It’s been a while since I’ve played a tower defence game, but once I saw the art style of Lesson Learned, I knew it was time for a resurgence.

While sleeping in class one day, the player character was sucked into a strange world. Equipped with only a slingshot, you must now fight your way through this world, collecting lost children and defeating monsters.

lesson learned - a paper note introduces the story with a small comic
lesson learned -  a tutorial says "send your friend to gather wood"

Lesson Learned is a tactical, tower defence game where you and your fellow children face off against waves of enemies. These enemies are coming for your base, and it is up to you to defend it by any means necessary. To help you, there are five main tools with different AoE and damage types, plus several upgraded models to unlock.

The tools are all useful in some way or another. Some shoot down flying mobs, others slow them down, with each costing different amounts of wood, stone or goo to build. Placing them in the correct location is the key to success, but as enemies destroy your defences, resource management becomes your primary concern.

lesson learned - a busy map with towers and a base on legs as children hunt for resources

You direct the other children by assigning them tasks. They can collect dropped items, chop wood, mine stones and repair/erect defences. Both you and the children can only carry one item at a time and have to walk it back to the base for it to be counted. Now here’s where things start getting interesting.

For every enemy you defeat, your base will gain the energy to move along the path, until reaching the end of the map. A simple strategy in defence games is to mount your defences around your base, but since this one moves, you have to balance protecting the base with thinning the coming wave before it gets there. The further your base gets from the frontlines, the harder it becomes to repair the defences placed there. Similarly, any resources become less efficient and often dangerous to collect, leaving you to make some tough decisions.

[Object point labels]
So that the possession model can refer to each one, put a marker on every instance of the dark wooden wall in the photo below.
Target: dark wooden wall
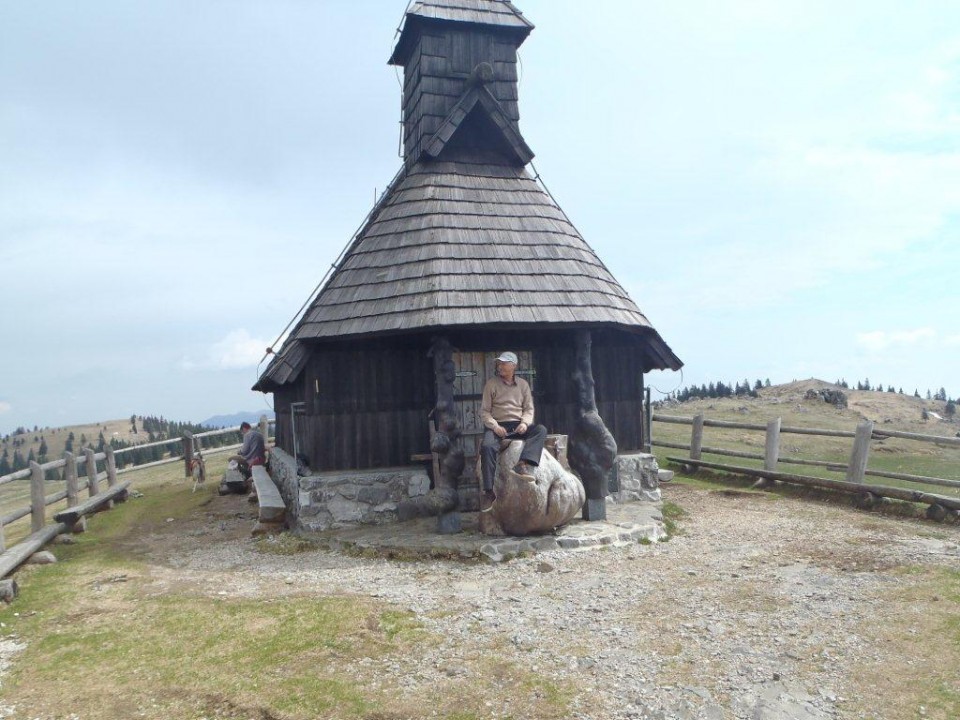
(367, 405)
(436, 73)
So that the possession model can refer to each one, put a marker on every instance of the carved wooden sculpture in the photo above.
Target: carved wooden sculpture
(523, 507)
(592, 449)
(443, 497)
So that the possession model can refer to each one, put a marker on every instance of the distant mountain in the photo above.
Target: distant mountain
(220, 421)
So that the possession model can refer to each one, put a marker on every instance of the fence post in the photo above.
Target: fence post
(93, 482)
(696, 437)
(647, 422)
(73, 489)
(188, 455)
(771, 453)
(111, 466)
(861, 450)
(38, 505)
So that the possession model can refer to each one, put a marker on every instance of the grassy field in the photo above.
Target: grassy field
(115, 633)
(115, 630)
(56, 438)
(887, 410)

---

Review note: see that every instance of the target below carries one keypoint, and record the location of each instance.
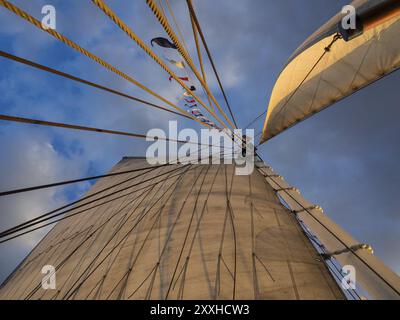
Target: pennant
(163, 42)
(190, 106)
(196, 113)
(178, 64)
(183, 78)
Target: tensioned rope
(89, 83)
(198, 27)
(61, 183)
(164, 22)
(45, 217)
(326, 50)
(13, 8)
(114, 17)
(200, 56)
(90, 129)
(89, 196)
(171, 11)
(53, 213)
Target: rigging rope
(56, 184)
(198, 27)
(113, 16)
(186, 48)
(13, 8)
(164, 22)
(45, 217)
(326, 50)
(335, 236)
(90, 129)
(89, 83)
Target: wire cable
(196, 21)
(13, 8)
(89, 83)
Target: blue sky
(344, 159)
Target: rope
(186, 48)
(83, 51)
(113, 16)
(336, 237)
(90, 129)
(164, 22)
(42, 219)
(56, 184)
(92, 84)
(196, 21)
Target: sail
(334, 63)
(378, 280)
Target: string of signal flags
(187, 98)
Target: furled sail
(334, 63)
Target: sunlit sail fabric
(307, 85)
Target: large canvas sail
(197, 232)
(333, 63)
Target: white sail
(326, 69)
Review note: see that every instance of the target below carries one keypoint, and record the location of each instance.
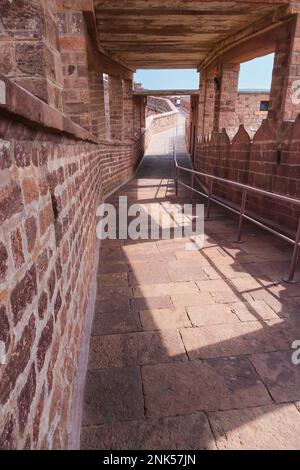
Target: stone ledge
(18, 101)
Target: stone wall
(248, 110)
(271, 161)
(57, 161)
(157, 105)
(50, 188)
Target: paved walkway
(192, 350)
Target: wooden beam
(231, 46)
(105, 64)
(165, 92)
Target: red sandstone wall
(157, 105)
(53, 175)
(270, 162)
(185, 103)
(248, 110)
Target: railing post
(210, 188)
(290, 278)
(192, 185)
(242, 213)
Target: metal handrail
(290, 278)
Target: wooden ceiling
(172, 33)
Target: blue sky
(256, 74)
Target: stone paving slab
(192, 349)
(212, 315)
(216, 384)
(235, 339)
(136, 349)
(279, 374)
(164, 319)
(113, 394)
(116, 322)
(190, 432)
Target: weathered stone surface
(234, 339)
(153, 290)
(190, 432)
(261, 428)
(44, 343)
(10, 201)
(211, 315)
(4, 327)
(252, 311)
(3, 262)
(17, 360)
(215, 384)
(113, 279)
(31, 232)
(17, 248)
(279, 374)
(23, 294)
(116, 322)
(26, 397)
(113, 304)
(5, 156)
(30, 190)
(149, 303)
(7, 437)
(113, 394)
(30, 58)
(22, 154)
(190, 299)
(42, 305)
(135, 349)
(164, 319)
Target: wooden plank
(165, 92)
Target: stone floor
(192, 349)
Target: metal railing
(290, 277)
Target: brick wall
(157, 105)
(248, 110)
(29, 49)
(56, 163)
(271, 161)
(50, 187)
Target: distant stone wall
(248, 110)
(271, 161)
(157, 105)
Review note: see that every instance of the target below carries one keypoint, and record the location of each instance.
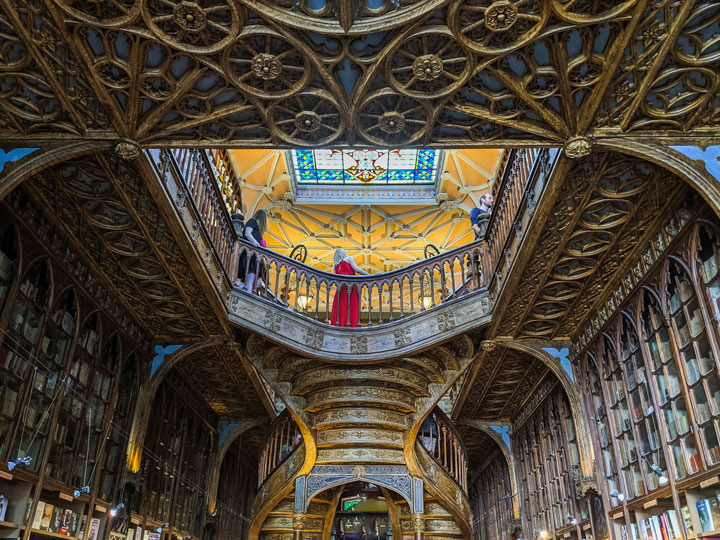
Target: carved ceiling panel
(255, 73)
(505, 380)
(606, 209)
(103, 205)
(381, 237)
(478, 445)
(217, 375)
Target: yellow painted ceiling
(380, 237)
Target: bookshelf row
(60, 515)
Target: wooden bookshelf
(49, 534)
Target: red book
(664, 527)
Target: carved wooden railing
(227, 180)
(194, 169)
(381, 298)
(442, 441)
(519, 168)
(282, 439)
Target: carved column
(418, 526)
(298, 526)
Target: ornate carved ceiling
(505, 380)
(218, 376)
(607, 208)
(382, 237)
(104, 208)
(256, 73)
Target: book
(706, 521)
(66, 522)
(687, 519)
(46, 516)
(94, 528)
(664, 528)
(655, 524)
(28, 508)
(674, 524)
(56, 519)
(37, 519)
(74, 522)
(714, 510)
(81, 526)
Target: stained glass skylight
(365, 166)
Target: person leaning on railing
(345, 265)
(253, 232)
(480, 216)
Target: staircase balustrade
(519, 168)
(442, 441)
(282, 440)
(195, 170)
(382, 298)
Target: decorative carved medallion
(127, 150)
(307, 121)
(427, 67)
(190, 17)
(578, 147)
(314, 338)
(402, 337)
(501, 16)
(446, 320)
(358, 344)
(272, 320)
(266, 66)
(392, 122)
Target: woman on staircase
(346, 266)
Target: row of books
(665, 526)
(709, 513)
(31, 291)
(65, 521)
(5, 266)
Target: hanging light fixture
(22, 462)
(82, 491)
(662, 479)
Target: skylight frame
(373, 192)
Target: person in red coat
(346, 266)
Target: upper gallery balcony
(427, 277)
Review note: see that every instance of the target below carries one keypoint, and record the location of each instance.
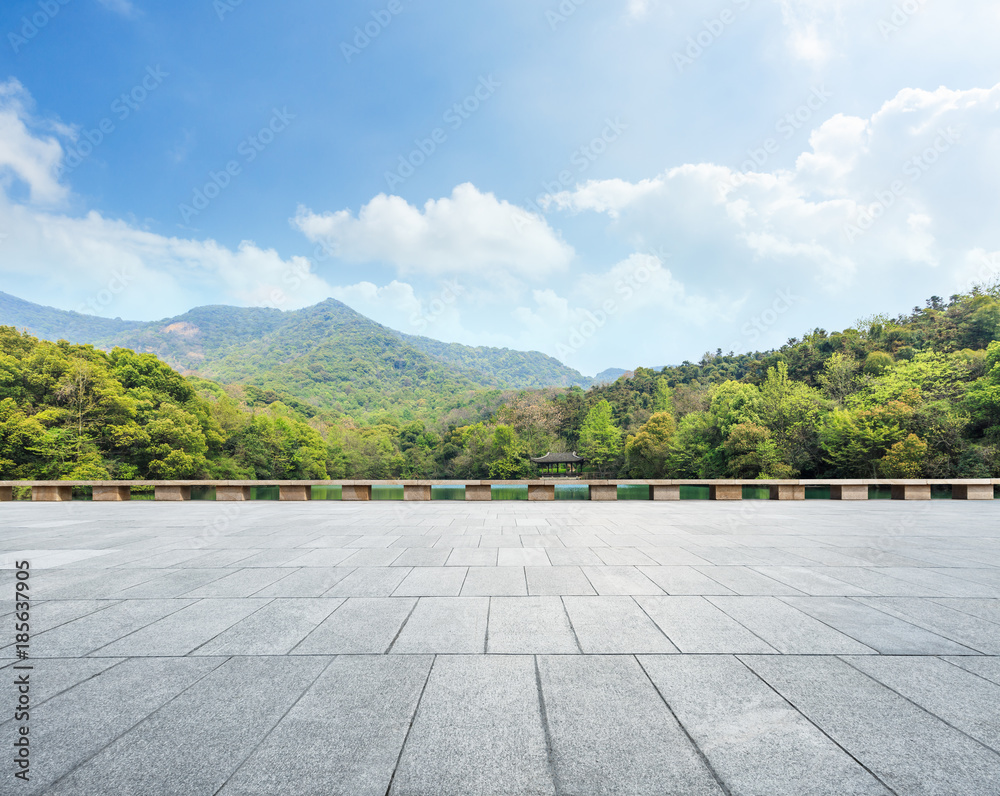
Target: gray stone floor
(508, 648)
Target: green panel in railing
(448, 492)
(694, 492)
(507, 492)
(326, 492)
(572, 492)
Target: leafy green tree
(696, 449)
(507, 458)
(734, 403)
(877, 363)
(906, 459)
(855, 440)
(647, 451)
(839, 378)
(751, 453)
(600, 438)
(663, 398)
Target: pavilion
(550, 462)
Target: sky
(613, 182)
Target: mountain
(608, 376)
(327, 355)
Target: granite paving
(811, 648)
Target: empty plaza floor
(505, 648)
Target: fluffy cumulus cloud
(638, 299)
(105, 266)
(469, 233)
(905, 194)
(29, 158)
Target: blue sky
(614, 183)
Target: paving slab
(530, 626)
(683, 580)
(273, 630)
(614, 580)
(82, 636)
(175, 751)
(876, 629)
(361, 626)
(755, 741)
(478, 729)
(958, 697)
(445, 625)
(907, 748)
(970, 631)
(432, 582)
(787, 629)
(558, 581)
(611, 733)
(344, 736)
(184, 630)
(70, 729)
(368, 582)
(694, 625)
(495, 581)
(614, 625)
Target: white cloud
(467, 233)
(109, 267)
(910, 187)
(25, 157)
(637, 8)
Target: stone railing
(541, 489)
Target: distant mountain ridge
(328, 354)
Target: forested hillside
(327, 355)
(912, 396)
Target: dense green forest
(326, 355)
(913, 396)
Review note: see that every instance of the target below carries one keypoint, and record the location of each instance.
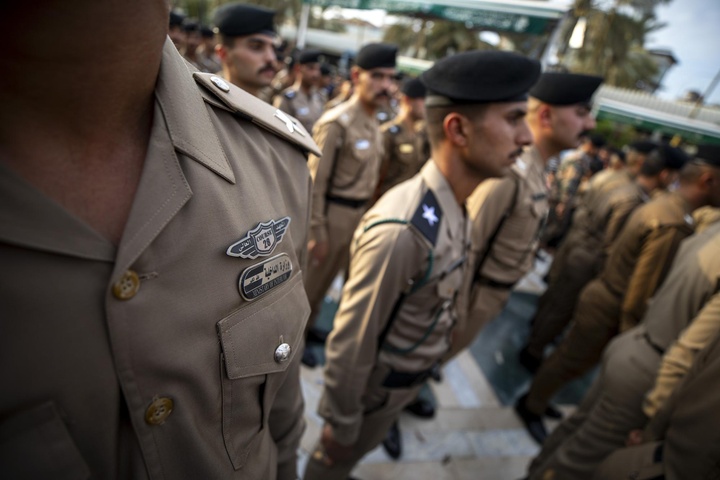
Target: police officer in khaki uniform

■ Problems to solve:
1. Translate this sentence from the game review into Spanish: "You direct the other children by assigning them tasks."
2. Rewrite the entries starting at the line that contains "Target: hanging light fixture" and ending after the line that contains "Target: police officer in khaki uniform", keeping every line in that span, including the review notes. Add -49 to each coordinate in the marked points, and leave out the picture placeholders.

■ Expected answers:
1. Diriges a los demás niños asignándoles tareas.

2.
Target: hanging light fixture
(-27, 413)
(33, 442)
(613, 430)
Target: skylight frame
(324, 143)
Target: person in red coat
(297, 217)
Target: upper gallery balcony
(378, 228)
Review note: see that every instance of the target below carries one keypoint, and record the location of each instance.
Target: gray stone floor
(459, 599)
Target: green panel in railing
(399, 443)
(645, 443)
(458, 443)
(277, 443)
(523, 443)
Target: leafy green tree
(647, 400)
(458, 409)
(685, 354)
(828, 314)
(857, 410)
(806, 391)
(598, 402)
(790, 329)
(702, 404)
(551, 389)
(614, 349)
Target: pavilion
(501, 413)
Target: sky
(564, 133)
Target: mountain
(559, 327)
(278, 306)
Target: granite paving
(762, 599)
Target: empty plaza floor
(456, 599)
Target: fluffy cumulus cloud
(589, 250)
(56, 217)
(420, 184)
(856, 145)
(-20, 109)
Target: blue sky
(565, 134)
Target: paving slab
(481, 577)
(634, 531)
(224, 581)
(565, 531)
(33, 587)
(126, 702)
(827, 580)
(312, 577)
(706, 692)
(429, 680)
(909, 648)
(396, 576)
(858, 699)
(921, 582)
(383, 533)
(738, 580)
(509, 532)
(562, 684)
(295, 687)
(135, 581)
(21, 680)
(319, 533)
(645, 576)
(446, 532)
(565, 576)
Target: white cloud
(418, 184)
(60, 218)
(861, 138)
(-24, 108)
(588, -41)
Target: stone railing
(492, 440)
Target: distant mountain ridge
(279, 305)
Target: forested hillside
(278, 306)
(863, 347)
Target: dense green forest
(277, 306)
(864, 347)
Review note: see that every instance of the target below carries one keypoint, and record the location of each instance.
Target: police officer in khaki uniform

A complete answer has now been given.